YOUR OBJECTIVE: Gather each line in the entries that includes the string "drop".
____ RECORD EXTRACTS
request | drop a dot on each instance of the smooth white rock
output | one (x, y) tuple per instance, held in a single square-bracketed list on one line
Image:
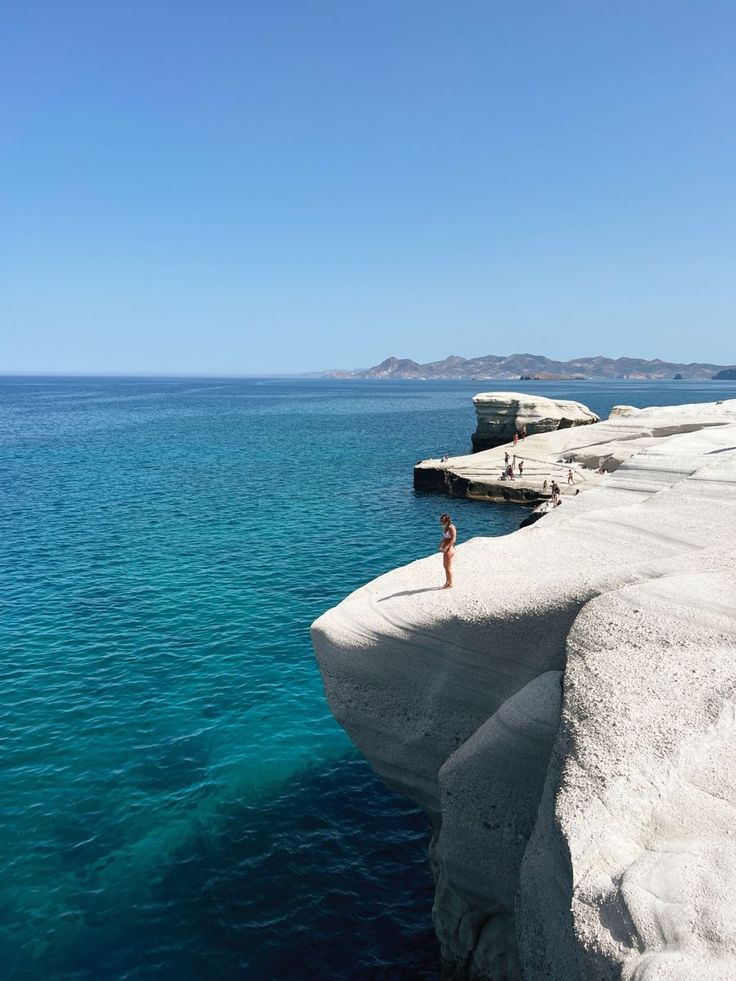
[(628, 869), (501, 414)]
________
____ RECORD EXTRACTS
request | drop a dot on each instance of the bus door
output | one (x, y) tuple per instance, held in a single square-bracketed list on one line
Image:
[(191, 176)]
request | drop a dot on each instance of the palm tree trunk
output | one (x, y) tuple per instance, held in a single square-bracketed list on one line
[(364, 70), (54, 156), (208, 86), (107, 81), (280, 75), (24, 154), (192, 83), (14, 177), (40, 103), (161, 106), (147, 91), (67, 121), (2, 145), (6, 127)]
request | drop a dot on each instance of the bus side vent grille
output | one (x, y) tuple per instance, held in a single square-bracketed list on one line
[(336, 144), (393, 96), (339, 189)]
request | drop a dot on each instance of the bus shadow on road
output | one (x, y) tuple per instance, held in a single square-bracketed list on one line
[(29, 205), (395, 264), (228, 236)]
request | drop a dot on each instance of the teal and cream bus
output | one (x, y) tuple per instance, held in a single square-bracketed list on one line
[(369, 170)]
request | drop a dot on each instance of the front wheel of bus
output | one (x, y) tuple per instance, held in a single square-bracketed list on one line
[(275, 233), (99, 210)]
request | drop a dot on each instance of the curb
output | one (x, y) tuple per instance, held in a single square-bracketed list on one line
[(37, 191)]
________
RESPONSE TO THIS TASK:
request | drop a dot on each instance of the smooth white rock
request | drop a dot on each instance of the bus door
request | drop a dot on each instance of the palm tree trunk
request | drop a dot on each instance of the bus side vent grille
request | drop a dot on each instance of the bus shadow on road
request | drop a dot on each instance of the teal and cream bus
request | drop a dot on each instance of the front wheel of bus
request | drop a dot on each instance of the curb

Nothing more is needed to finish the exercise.